## Written exercise
Every entry must be duplicated precisely as written.

## Items

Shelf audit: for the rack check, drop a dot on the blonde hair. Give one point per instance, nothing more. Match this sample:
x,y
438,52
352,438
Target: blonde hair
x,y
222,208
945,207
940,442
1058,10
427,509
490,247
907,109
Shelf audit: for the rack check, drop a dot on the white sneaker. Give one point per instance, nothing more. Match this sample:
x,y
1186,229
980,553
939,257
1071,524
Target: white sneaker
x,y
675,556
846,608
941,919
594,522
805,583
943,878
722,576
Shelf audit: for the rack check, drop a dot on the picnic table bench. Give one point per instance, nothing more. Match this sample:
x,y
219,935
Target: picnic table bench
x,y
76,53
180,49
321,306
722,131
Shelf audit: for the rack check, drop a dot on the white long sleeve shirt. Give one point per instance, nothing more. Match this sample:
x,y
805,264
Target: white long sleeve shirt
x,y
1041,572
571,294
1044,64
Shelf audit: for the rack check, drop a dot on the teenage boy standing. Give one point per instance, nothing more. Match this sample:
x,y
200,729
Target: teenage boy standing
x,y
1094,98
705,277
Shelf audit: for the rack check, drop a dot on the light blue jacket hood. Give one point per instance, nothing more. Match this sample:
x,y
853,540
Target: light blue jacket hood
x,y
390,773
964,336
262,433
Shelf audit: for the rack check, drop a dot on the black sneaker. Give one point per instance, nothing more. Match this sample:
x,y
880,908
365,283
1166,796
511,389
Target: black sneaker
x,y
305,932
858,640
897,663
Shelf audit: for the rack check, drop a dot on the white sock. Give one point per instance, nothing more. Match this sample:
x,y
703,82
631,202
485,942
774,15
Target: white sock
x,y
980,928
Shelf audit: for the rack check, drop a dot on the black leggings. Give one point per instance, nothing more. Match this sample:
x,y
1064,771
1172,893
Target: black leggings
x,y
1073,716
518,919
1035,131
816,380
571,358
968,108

## Output for this exercise
Shelf audit: for the rack check, drop a dot on the blonde hair. Give one point per instance, nothing more. Match this sample:
x,y
438,52
352,438
Target: blonde hair
x,y
222,208
945,207
940,442
1058,10
427,509
490,247
907,109
Shelf audit: for the rack check, drop a dot on the white sneaker. Give one point per instance, nothing more. Match this sample:
x,y
1186,229
980,553
939,257
1071,524
Target: white sneaker
x,y
675,556
846,608
941,919
594,522
805,583
943,878
722,576
Shelf audit: for the rack check, drop a dot on the picnic table bench. Give one point per instance, nothing more. Match this sample:
x,y
219,935
Target: picnic table bench
x,y
76,53
180,49
321,306
722,131
Shelf audit: for the rack check, drop a dot on the white long sleeve shirt. Give one point per instance, nothing more. Match this sample:
x,y
805,264
Target: white long sleeve shirt
x,y
1041,572
571,294
1044,64
Shelf audit: for the rack check, drop a dot on the teenage boy standing. Give one point per instance, nothing more. Match this sample:
x,y
200,729
Target: teenage boy standing
x,y
1094,98
705,277
Shelf audit: for the rack check, drop a dot on the light blue jacket hood. Give one point per instance, nothing more. Match this sample:
x,y
853,540
Target: light blue jacket hood
x,y
390,773
964,336
262,433
Shelf audit: for the rack check, drop a dot on the black sneaker. Give one point per instance, nothing more. Match this sample:
x,y
880,908
365,283
1166,796
511,389
Target: black sneaker
x,y
305,932
858,640
897,663
Shelf audit: for the rack check, drop a dot on the white sock. Give one point per instance, nothing more. Match this sample:
x,y
703,82
631,202
485,942
774,15
Target: white sock
x,y
980,928
Shelf audit: for the rack check, drop a dot on the black leggings. Give one point per instance, nothing more. Match this sample:
x,y
1064,771
1172,893
Target: black leggings
x,y
1073,716
518,919
1035,131
816,380
571,358
968,108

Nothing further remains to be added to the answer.